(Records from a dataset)
Content starts

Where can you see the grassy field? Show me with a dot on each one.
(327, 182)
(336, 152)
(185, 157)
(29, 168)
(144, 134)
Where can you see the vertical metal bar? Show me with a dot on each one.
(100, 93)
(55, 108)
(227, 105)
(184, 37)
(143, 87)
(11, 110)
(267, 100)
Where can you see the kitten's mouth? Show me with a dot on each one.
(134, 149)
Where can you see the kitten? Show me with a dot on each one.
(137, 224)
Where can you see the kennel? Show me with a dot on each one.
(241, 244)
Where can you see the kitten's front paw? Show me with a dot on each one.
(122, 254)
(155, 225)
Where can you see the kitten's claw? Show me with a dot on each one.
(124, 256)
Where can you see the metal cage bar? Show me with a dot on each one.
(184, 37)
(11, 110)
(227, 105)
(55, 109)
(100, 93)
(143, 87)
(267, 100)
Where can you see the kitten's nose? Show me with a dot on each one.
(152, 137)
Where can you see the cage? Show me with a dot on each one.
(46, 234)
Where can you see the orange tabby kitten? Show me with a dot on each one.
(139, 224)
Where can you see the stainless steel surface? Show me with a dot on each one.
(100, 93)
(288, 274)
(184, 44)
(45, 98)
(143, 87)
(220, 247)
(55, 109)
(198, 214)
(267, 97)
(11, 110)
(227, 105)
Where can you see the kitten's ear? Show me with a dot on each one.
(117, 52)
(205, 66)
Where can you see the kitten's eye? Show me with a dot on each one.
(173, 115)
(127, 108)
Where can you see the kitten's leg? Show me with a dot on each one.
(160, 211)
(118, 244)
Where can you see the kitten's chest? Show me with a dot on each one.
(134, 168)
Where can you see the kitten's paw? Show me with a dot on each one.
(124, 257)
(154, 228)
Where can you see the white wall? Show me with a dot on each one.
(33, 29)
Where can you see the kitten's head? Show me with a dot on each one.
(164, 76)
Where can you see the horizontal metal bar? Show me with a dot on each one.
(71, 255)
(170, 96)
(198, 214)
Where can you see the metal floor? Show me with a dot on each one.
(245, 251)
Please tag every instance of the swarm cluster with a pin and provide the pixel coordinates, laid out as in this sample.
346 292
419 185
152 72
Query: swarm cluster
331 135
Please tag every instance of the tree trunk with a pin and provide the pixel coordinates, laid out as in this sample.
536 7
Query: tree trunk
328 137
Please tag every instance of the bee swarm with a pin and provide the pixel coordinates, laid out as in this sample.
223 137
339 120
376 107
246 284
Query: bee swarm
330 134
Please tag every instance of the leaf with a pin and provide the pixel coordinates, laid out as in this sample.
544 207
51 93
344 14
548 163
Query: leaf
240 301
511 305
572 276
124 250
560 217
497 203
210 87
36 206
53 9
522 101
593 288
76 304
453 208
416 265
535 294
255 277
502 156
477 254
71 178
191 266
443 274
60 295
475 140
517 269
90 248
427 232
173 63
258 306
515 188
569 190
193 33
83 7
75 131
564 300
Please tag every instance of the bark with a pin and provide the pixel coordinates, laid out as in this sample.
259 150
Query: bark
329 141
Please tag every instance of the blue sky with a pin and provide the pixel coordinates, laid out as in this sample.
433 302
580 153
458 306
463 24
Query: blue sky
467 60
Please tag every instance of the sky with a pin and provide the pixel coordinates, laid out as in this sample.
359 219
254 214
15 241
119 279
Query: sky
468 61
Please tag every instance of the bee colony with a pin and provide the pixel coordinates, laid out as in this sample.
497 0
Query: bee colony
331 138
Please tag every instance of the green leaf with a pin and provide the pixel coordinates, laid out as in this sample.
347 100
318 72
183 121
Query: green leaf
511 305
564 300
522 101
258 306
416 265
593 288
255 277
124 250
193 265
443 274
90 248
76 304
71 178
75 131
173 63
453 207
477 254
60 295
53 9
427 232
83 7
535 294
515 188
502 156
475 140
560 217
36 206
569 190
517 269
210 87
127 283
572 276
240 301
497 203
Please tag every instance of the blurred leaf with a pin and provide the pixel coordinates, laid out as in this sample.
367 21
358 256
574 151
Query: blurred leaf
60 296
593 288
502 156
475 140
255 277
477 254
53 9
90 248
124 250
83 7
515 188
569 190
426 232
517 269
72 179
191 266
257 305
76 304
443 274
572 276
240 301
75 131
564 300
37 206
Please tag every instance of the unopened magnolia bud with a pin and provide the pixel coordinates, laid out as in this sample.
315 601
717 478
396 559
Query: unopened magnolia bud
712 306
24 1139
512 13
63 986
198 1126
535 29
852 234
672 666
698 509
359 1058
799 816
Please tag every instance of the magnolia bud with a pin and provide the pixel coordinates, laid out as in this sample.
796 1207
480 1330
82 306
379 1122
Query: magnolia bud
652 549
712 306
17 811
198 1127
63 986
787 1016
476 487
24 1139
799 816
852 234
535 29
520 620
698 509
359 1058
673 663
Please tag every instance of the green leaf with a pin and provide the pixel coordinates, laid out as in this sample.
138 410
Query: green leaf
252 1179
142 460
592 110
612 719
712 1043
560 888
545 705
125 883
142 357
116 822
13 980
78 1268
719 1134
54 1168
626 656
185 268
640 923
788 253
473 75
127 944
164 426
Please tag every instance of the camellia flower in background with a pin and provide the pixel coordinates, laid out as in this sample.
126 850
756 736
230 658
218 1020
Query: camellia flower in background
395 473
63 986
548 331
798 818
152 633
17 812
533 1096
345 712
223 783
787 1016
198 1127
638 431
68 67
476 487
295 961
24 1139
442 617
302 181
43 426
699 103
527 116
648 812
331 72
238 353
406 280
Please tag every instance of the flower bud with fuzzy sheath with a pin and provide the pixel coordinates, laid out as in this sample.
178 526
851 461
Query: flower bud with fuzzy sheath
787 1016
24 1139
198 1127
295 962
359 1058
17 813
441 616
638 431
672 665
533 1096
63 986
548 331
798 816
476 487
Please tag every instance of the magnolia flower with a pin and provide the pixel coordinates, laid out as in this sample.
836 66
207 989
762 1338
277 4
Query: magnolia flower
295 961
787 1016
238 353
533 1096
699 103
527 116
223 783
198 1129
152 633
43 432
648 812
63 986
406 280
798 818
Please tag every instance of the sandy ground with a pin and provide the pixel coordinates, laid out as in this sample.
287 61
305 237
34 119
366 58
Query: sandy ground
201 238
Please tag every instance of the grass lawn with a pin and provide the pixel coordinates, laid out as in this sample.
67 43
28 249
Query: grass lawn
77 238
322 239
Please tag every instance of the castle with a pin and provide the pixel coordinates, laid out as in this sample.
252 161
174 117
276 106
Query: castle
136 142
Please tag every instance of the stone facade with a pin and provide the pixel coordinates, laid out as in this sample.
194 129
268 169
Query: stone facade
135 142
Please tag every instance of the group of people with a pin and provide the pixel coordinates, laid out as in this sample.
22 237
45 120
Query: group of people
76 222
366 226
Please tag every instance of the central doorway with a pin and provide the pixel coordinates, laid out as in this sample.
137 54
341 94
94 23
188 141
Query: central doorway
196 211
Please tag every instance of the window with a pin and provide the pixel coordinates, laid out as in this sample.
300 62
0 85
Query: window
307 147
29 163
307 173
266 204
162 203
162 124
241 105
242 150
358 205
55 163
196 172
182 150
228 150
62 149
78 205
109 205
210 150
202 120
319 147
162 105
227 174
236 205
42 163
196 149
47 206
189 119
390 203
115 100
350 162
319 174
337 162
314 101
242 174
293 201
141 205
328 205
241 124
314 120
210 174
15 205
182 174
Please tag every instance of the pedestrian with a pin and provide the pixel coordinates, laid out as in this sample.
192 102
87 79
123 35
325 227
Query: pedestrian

Content ends

THE PROBLEM:
Please output the complete data exactly.

ANSWER FOR THE TASK:
Where can you see the grassy field? Show me with a dot on each one.
(327, 182)
(336, 152)
(185, 157)
(29, 168)
(144, 134)
Where can you see the vertical metal bar? Show me with a dot on each one.
(100, 93)
(55, 108)
(227, 105)
(184, 37)
(143, 87)
(11, 110)
(267, 100)
Where can you see the kitten's mouth? Show me with a dot on each one.
(134, 149)
Where can you see the kitten? Show me with a dot on each one.
(137, 224)
Where can you see the kennel? Show me with a dot on each one.
(241, 244)
Where can you see the kitten's front paw? Show me with a dot on each one.
(122, 254)
(155, 225)
Where can you see the kitten's claw? Show me with a dot on each one.
(124, 256)
Where can you see the metal cage bar? Show me with a dot on each one.
(184, 37)
(11, 110)
(227, 105)
(55, 109)
(100, 93)
(143, 87)
(267, 100)
Where can you see the kitten's nose? Show me with a dot on each one.
(152, 137)
Where can you see the cage? Show me with a dot on each one.
(46, 234)
Where can you see the orange tabby kitten? Show me with a dot on each one.
(139, 224)
Where can you see the stainless steel surface? Show me with a dot on each one.
(100, 93)
(288, 274)
(184, 44)
(45, 98)
(143, 87)
(220, 247)
(55, 109)
(198, 214)
(267, 97)
(11, 110)
(227, 105)
Where can you see the kitten's ear? Show me with a dot on each one.
(117, 52)
(205, 66)
Where can you see the kitten's eye? Show me with a dot on each one.
(173, 115)
(127, 108)
Where can you see the kitten's leg? Show me with a dot on each one.
(160, 211)
(118, 244)
Where can you see the kitten's chest? Show me with a dot on each one.
(134, 168)
Where can you see the kitten's paw? Show me with a dot on each one.
(124, 257)
(154, 228)
Where can you see the white wall? Show me with a dot on each one.
(33, 29)
Where can you see the kitten's head? Show me with a dot on each one.
(164, 76)
Where can you see the horizontal metal bar? Show me with a dot on each one.
(71, 255)
(170, 96)
(198, 214)
Where can you see the metal floor? Show me with a dot on each one.
(245, 251)
Please tag every instance of the swarm cluster with a pin and provide the pixel coordinates, laid out as in this sample.
346 292
419 185
152 72
Query: swarm cluster
331 135
Please tag every instance of the tree trunk with a pin and provide the pixel coordinates, laid out as in this sample.
536 7
Query: tree trunk
328 137
Please tag every instance of the bee swarm with a pin and provide the pixel coordinates, laid out as in this sample.
223 137
339 120
376 107
246 284
Query: bee swarm
330 134
Please tag every instance of the leaf with a pin and provide the pixel coordinates, laid out as in this sample.
544 207
51 93
344 14
548 163
Query: leaf
240 301
511 305
572 276
124 250
560 217
497 203
210 87
36 206
53 9
522 101
593 288
76 304
453 208
416 265
535 294
255 277
502 156
477 254
71 178
191 266
443 274
60 295
475 140
517 269
90 248
427 232
173 63
258 306
515 188
569 190
193 33
83 7
75 131
564 300
Please tag every instance of the bark with a pin and provide the pixel coordinates, laid out as in this sample.
259 150
Query: bark
329 141
Please tag every instance of the blue sky with a pin and provide the pixel coordinates, laid out as in this sample.
433 302
580 153
458 306
463 24
Query: blue sky
467 60
Please tag every instance of the sky with a pin and provide the pixel coordinates, laid out as in this sample.
359 219
254 214
15 241
119 279
Query: sky
468 61
Please tag every instance of the bee colony with a pin and provide the pixel coordinates, laid out as in this sample.
497 0
Query: bee colony
331 138
Please tag every instance of the green leaf with a pin and provide the pixel coordinates, laid out as in this sample.
347 100
318 72
183 121
Query: green leaf
511 305
564 300
522 101
258 306
416 265
593 288
255 277
124 250
193 265
443 274
90 248
76 304
71 178
75 131
173 63
453 207
477 254
60 295
53 9
427 232
83 7
535 294
515 188
502 156
475 140
560 217
36 206
569 190
517 269
210 87
127 283
572 276
240 301
497 203
Please tag every instance of the blurred leaf with a pin and provide the pixel coordinates, laid out as in this sample.
367 21
358 256
574 151
Query: blurred leaf
60 296
593 288
502 156
475 140
255 277
477 254
53 9
90 248
124 250
83 7
515 188
569 190
426 232
517 269
72 179
191 266
257 305
76 304
443 274
572 276
240 301
75 131
564 300
37 206
Please tag every instance of the unopened magnolia bud with a pin and provide the pixel coordinates, laid out as in this sample.
315 601
717 478
396 559
Query: unopened magnolia bud
712 306
24 1139
512 13
63 986
198 1126
535 29
852 234
672 666
698 509
359 1058
799 816
Please tag every instance of the magnolia bud with a pin and provide the pixel coordinates, laid out as in this sample.
796 1207
480 1330
82 306
379 1122
Query: magnolia bud
652 549
712 306
17 811
198 1127
63 986
787 1016
476 487
24 1139
799 816
852 234
535 29
520 620
698 509
359 1058
673 663
Please tag every instance of the green leaf with a pin and provide the pixel coordinates, laid out as in this sample.
138 410
Query: green leaf
252 1179
142 460
592 110
612 719
712 1043
560 888
545 705
125 883
142 357
116 822
13 980
78 1268
719 1134
54 1168
626 656
185 268
640 923
788 253
473 75
127 944
164 426
Please tag every instance of the camellia flower in background with a pin and provide the pixel coordinates, laid out as in this sample.
126 850
756 736
230 658
218 1020
Query: camellia flower in background
395 473
63 986
548 331
798 818
152 633
17 812
533 1096
345 712
223 783
787 1016
198 1127
638 431
68 67
476 487
295 961
24 1139
442 617
302 181
43 426
699 103
527 116
648 812
331 72
238 353
406 280
Please tag every instance of the flower bud with fuzzy sheath with a pin and provide the pixel coordinates, laid out as in this sample.
178 526
851 461
Query: flower bud with fuzzy sheath
787 1016
24 1139
198 1127
295 962
359 1058
17 813
441 616
638 431
672 665
533 1096
63 986
548 331
798 816
476 487
Please tag every instance of the magnolia flower with a pin and provide the pixel coordinates, laid out as in this sample.
836 66
207 989
762 1338
277 4
Query: magnolia flower
295 961
787 1016
238 353
533 1096
699 103
527 116
223 783
198 1129
152 633
43 432
648 812
63 986
406 280
798 818
Please tag every instance of the sandy ground with a pin and provide the pixel coordinates, laid out as in this sample.
287 61
305 237
34 119
366 58
Query: sandy ground
201 238
Please tag every instance of the grass lawn with a pin and provide the pixel coordinates, laid out as in this sample.
67 43
28 249
Query: grass lawn
77 238
322 239
Please tag every instance of the castle with a pin and provide the pixel coordinates, laid out as in this sample.
252 161
174 117
276 106
Query: castle
136 142
Please tag every instance of the stone facade with a pin and provide the pixel coordinates, laid out as in this sample.
194 129
268 169
Query: stone facade
135 142
Please tag every instance of the group of people with a pin and provide the pixel coordinates, laid out as in this sample.
22 237
45 120
Query: group of people
76 222
366 226
Please tag every instance of the central doorway with a pin and provide the pixel coordinates, laid out as in this sample.
137 54
341 94
94 23
188 141
Query: central doorway
196 211
Please tag every instance of the window with a pin and provide the pixel coordinates, laid out as in this sample.
300 62
0 85
Query: window
307 147
29 163
307 173
266 204
162 203
162 124
241 105
242 150
358 205
55 163
196 172
182 150
228 150
62 149
78 205
109 205
210 150
202 120
319 147
162 105
227 174
236 205
42 163
196 149
47 206
189 119
390 203
115 100
350 162
319 174
337 162
314 101
242 174
293 201
141 205
328 205
241 124
314 120
210 174
15 205
182 174
Please tag every instance of the pedestrian with a pin and provide the pixel coordinates, laid out as in this sample.
192 102
87 79
123 35
325 227
Query: pedestrian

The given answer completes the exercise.